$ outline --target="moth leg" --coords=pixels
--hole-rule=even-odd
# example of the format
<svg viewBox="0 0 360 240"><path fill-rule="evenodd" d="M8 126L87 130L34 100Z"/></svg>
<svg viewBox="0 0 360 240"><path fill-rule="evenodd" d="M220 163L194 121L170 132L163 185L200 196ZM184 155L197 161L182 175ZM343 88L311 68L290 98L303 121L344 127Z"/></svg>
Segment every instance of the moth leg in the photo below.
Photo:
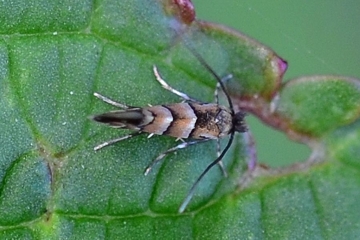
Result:
<svg viewBox="0 0 360 240"><path fill-rule="evenodd" d="M115 107L118 107L118 108L121 108L121 109L133 108L131 106L115 102L114 100L111 100L110 98L107 98L107 97L105 97L105 96L103 96L103 95L101 95L100 93L97 93L97 92L94 93L94 96L97 97L98 99L106 102L107 104L110 104L112 106L115 106Z"/></svg>
<svg viewBox="0 0 360 240"><path fill-rule="evenodd" d="M223 77L221 79L221 82L226 82L226 81L229 81L230 79L232 79L233 75L232 74L229 74L229 75L226 75L225 77ZM220 86L220 83L217 83L216 84L216 88L215 88L215 92L214 92L214 97L215 97L215 103L216 104L219 104L219 91L221 90L221 86Z"/></svg>
<svg viewBox="0 0 360 240"><path fill-rule="evenodd" d="M182 212L185 211L185 208L187 207L187 205L189 204L191 198L193 197L195 189L199 185L200 181L210 171L210 169L212 169L212 167L214 167L219 161L221 161L221 159L225 156L226 152L229 150L229 148L230 148L231 144L233 143L233 141L234 141L234 133L231 133L229 141L226 144L224 150L222 150L222 152L220 153L220 156L218 158L216 158L214 161L212 161L205 168L205 170L200 174L200 176L196 179L194 184L191 186L190 191L188 192L188 194L186 195L185 199L183 200L183 202L181 203L181 205L179 207L179 210L178 210L179 213L182 213Z"/></svg>
<svg viewBox="0 0 360 240"><path fill-rule="evenodd" d="M157 158L155 158L145 169L144 171L144 175L148 175L149 172L151 171L151 169L155 166L155 164L157 164L158 162L160 162L164 157L166 157L168 154L176 152L179 149L183 149L198 143L203 143L206 141L209 141L210 139L201 139L201 140L196 140L196 141L190 141L190 142L182 142L179 145L169 148L168 150L166 150L165 152L161 153Z"/></svg>
<svg viewBox="0 0 360 240"><path fill-rule="evenodd" d="M216 154L217 154L217 157L220 157L220 154L221 154L220 139L216 139ZM224 177L227 177L228 173L224 167L222 160L220 160L217 164L219 165Z"/></svg>
<svg viewBox="0 0 360 240"><path fill-rule="evenodd" d="M174 88L172 88L169 84L167 84L167 82L160 76L159 71L157 70L157 67L154 65L153 66L153 71L154 71L154 75L156 80L161 84L161 86L163 88L165 88L166 90L178 95L179 97L181 97L182 99L184 99L185 101L190 101L190 102L200 102L194 98L189 97L188 95L186 95L183 92L180 92Z"/></svg>
<svg viewBox="0 0 360 240"><path fill-rule="evenodd" d="M115 138L115 139L111 139L107 142L103 142L99 145L97 145L96 147L94 147L94 150L95 151L98 151L104 147L107 147L107 146L110 146L110 145L113 145L114 143L117 143L117 142L121 142L125 139L129 139L129 138L132 138L132 137L135 137L135 136L139 136L140 134L142 134L143 132L139 131L139 132L134 132L134 133L131 133L129 135L126 135L126 136L122 136L122 137L119 137L119 138Z"/></svg>

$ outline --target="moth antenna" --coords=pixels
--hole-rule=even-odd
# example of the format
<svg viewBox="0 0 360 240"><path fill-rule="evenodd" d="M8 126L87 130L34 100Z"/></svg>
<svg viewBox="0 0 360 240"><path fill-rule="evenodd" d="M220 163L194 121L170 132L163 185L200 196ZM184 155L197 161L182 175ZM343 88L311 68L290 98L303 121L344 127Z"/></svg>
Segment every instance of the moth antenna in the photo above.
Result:
<svg viewBox="0 0 360 240"><path fill-rule="evenodd" d="M183 202L181 203L178 212L182 213L184 212L184 210L186 209L187 205L189 204L191 198L194 195L195 189L196 187L199 185L200 181L202 180L202 178L210 171L211 168L213 168L218 162L221 161L221 159L225 156L226 152L229 150L233 140L234 140L234 133L232 132L230 134L230 138L228 143L226 144L224 150L221 152L220 156L218 158L216 158L214 161L212 161L206 168L205 170L201 173L201 175L196 179L195 183L192 185L191 189L189 190L188 194L186 195L186 198L183 200Z"/></svg>
<svg viewBox="0 0 360 240"><path fill-rule="evenodd" d="M221 77L219 75L217 75L217 73L205 61L205 59L200 55L200 53L198 51L196 51L196 49L191 45L191 43L189 41L186 41L186 39L184 37L182 37L182 36L180 36L180 37L183 39L186 48L197 58L197 60L200 62L200 64L203 65L203 67L205 67L206 70L208 70L211 73L211 75L214 76L216 81L220 84L220 87L223 90L223 92L224 92L224 94L225 94L225 96L227 98L229 108L230 108L231 112L234 114L234 107L233 107L233 104L231 102L231 98L230 98L228 92L226 91L226 88L225 88L225 85L224 85L223 81L221 81Z"/></svg>

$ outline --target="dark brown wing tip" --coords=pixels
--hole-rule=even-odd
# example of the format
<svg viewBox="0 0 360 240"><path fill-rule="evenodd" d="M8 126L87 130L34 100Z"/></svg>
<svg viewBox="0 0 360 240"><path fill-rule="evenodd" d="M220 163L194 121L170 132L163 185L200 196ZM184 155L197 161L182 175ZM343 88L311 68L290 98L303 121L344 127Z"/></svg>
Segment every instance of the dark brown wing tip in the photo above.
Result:
<svg viewBox="0 0 360 240"><path fill-rule="evenodd" d="M144 115L140 109L137 110L124 110L124 111L113 111L103 114L91 116L90 119L103 123L112 127L126 127L126 126L138 126Z"/></svg>

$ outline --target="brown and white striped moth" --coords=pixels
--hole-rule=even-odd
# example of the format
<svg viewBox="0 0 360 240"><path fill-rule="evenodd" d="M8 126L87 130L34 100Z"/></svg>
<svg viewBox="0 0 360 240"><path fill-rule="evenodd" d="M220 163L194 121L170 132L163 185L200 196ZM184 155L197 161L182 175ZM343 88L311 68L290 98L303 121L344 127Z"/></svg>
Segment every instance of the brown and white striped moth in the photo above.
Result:
<svg viewBox="0 0 360 240"><path fill-rule="evenodd" d="M109 125L114 128L134 130L134 132L129 135L112 139L96 146L94 148L95 150L99 150L105 146L129 139L134 136L138 136L143 133L148 133L150 136L154 134L168 135L182 140L179 145L161 153L146 168L145 175L149 173L151 168L156 163L161 161L169 153L209 140L217 140L217 158L205 168L205 170L193 184L186 198L180 205L179 212L183 212L185 210L193 196L196 186L213 166L218 164L226 175L226 171L222 165L221 159L230 148L234 139L234 133L247 131L247 127L244 122L245 113L242 111L237 113L234 112L230 96L228 95L223 84L223 82L231 76L227 76L221 79L199 54L196 52L193 52L193 54L195 54L201 64L207 70L209 70L217 80L217 86L215 90L216 103L199 102L189 97L185 93L172 88L165 82L164 79L162 79L156 66L153 67L156 80L163 88L180 96L184 100L183 102L149 107L132 107L115 102L105 96L100 95L99 93L94 93L95 97L121 109L95 115L92 117L94 121ZM229 107L219 105L218 92L220 89L224 92ZM229 140L225 148L220 152L219 139L225 136L229 136Z"/></svg>

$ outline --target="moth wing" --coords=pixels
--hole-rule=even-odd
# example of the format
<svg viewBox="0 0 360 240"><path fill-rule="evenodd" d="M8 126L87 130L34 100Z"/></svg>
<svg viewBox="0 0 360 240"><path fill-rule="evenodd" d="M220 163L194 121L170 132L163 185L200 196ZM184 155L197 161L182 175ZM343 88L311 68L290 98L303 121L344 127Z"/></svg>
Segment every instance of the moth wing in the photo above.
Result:
<svg viewBox="0 0 360 240"><path fill-rule="evenodd" d="M92 120L114 128L140 130L144 114L140 108L106 112L91 117Z"/></svg>

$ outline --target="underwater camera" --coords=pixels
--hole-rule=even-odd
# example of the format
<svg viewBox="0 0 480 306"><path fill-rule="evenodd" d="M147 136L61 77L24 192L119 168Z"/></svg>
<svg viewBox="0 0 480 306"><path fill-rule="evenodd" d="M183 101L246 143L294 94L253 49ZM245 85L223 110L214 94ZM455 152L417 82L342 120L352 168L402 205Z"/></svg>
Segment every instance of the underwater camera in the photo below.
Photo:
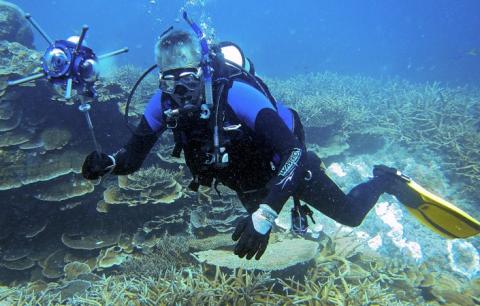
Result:
<svg viewBox="0 0 480 306"><path fill-rule="evenodd" d="M49 44L42 56L43 71L19 80L9 81L8 86L46 77L55 88L61 88L65 91L65 99L67 100L72 97L72 90L76 90L80 96L94 98L94 83L99 75L98 62L107 57L128 52L128 48L122 48L97 57L93 50L85 46L84 43L88 26L83 26L80 36L52 41L30 14L26 14L25 18Z"/></svg>
<svg viewBox="0 0 480 306"><path fill-rule="evenodd" d="M18 80L8 81L7 86L16 86L46 77L57 92L62 92L62 94L64 92L64 97L67 100L72 98L72 90L75 90L81 101L78 109L85 115L95 150L101 152L89 115L91 107L85 98L96 98L94 85L99 76L98 62L107 57L128 52L128 48L122 48L97 57L92 49L85 46L84 40L88 26L84 25L82 27L80 36L52 41L30 14L26 14L25 18L49 45L42 56L43 71Z"/></svg>

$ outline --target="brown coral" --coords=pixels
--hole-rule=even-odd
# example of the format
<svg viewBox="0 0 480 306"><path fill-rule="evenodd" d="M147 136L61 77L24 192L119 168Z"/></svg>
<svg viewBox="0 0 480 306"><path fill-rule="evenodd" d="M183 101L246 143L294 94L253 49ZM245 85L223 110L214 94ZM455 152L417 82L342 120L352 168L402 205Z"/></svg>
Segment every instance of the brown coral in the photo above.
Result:
<svg viewBox="0 0 480 306"><path fill-rule="evenodd" d="M122 248L113 246L100 251L97 266L101 269L111 268L121 265L125 259L127 259L127 255L122 252Z"/></svg>
<svg viewBox="0 0 480 306"><path fill-rule="evenodd" d="M37 186L37 193L34 197L41 201L52 202L80 197L94 190L94 186L90 181L77 175L64 175Z"/></svg>
<svg viewBox="0 0 480 306"><path fill-rule="evenodd" d="M26 157L23 157L26 159ZM36 156L33 160L19 160L0 169L0 190L18 188L42 181L49 181L72 172L79 173L83 154L67 151Z"/></svg>
<svg viewBox="0 0 480 306"><path fill-rule="evenodd" d="M89 265L78 261L69 262L63 267L63 271L67 280L76 279L79 275L92 272Z"/></svg>
<svg viewBox="0 0 480 306"><path fill-rule="evenodd" d="M179 172L151 167L118 178L118 186L107 188L103 193L108 204L169 204L179 199L183 192L177 182Z"/></svg>
<svg viewBox="0 0 480 306"><path fill-rule="evenodd" d="M33 47L33 32L24 15L18 6L6 1L0 2L0 40Z"/></svg>
<svg viewBox="0 0 480 306"><path fill-rule="evenodd" d="M120 228L105 227L104 229L91 229L86 232L71 232L62 235L62 242L74 250L95 250L118 243Z"/></svg>
<svg viewBox="0 0 480 306"><path fill-rule="evenodd" d="M304 239L286 239L270 243L260 260L245 260L232 251L208 250L193 255L201 263L229 269L276 271L308 263L318 254L318 243ZM282 256L278 256L282 254Z"/></svg>
<svg viewBox="0 0 480 306"><path fill-rule="evenodd" d="M63 148L72 137L69 130L64 128L49 127L42 131L40 139L43 142L45 150L55 150Z"/></svg>
<svg viewBox="0 0 480 306"><path fill-rule="evenodd" d="M65 250L59 249L50 254L42 263L42 274L46 278L60 278L64 275Z"/></svg>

» Work item
Please find every line in the listing that holds the string "outline" and copy it.

» Reply to the task
$ outline --target="moth leg" --coords=pixels
$ outline --target="moth antenna" --coords=pixels
$ outline --target="dark brown wing tip" --coords=pixels
$ outline --target="brown and white striped moth" --coords=pixels
$ outline --target="moth wing" --coords=pixels
$ outline --target="underwater camera" --coords=pixels
$ outline --target="brown coral" --coords=pixels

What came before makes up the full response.